2022–23 Bulgarian Cup

Tournament details
- Country: Bulgaria
- Teams: 47

Final positions
- Champions: Ludogorets Razgrad (3rd title)
- Runners-up: CSKA 1948 Sofia

Tournament statistics
- Matches played: 48
- Goals scored: 140 (2.92 per match)
- Top goal scorer(s): Yevheniy Serdyuk Elvis Manu Ivaylo Chochev (3 goals each)

## SUPPLIED ENTRIES
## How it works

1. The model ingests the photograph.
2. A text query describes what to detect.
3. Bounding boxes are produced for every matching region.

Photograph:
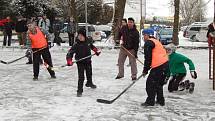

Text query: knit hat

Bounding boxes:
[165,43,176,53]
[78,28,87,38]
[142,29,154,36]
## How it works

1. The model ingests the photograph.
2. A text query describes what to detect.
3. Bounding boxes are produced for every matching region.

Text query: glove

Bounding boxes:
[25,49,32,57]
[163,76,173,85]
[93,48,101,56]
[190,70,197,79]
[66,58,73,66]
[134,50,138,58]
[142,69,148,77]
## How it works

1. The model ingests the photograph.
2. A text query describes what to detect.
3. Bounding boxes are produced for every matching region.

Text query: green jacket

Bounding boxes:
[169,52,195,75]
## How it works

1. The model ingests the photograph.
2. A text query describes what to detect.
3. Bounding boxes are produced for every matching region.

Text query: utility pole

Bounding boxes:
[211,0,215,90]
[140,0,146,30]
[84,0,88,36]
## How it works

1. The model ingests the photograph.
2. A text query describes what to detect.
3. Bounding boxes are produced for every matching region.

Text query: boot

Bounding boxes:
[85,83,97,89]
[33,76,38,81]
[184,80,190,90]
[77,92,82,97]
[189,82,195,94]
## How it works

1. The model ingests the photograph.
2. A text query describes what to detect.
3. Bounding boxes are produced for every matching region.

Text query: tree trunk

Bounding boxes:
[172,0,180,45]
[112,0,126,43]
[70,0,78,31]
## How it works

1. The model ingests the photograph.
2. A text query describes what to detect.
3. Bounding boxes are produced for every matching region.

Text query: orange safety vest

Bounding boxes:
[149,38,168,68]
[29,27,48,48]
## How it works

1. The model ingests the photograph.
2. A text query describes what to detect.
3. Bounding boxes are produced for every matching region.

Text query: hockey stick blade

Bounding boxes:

## BRIEF A
Print, word for word, the part of the Bulgarian Cup summary starting with "- Runners-up: CSKA" and going on through "(3 goals each)".
## BRIEF B
Using the Bulgarian Cup summary, state whether each statement agrees with it, answering yes or no and quoting the deciding words: (i) 47 teams took part in the tournament; (ii) CSKA 1948 Sofia won the cup; (iii) 48 matches were played.
## BRIEF C
Write the next part of the Bulgarian Cup summary, picking up after its last line.

## WRITTEN RESPONSE A
- Runners-up: CSKA 1948 Sofia

Tournament statistics
- Matches played: 48
- Goals scored: 140 (2.92 per match)
- Top goal scorer(s): Yevheniy Serdyuk Elvis Manu Ivaylo Chochev (3 goals each)

## WRITTEN RESPONSE B
(i) Yes: "Teams: 47"
(ii) No: "Champions: Ludogorets Razgrad (3rd title)" and "Runners-up: CSKA 1948 Sofia"
(iii) Yes: "Matches played: 48"

## WRITTEN RESPONSE C
= 2022–23 Bulgarian Cup =

The 2022–23 Bulgarian Cup was the 41st official edition of the Bulgarian annual football knockout tournament. It is sponsored by Sesame and known as the Sesame Kupa na Bulgaria for sponsorship purposes. The competition began on 21 September 2022 with the preliminary round and finished with the final on 24 May 2023. Levski Sofia were the defending cup winners, but were eliminated by Ludogorets Razgrad in the round of 16, who went on to win the cup for their 3rd overall. As Ludogorets were already assured of a place in the UEFA Europa Conference League via their league performance, the cup's European berth was passed to the third-placed team in the 2022–23 First League.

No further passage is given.